[How to complete this task]
Give the data below again, word for word.

_ _ _

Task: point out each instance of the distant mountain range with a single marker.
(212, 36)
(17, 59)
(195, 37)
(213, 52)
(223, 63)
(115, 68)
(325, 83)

_ _ _

[Answer space]
Task: point out each instance of the distant mountain range with a single marker.
(212, 36)
(17, 59)
(195, 37)
(213, 52)
(223, 63)
(115, 68)
(325, 83)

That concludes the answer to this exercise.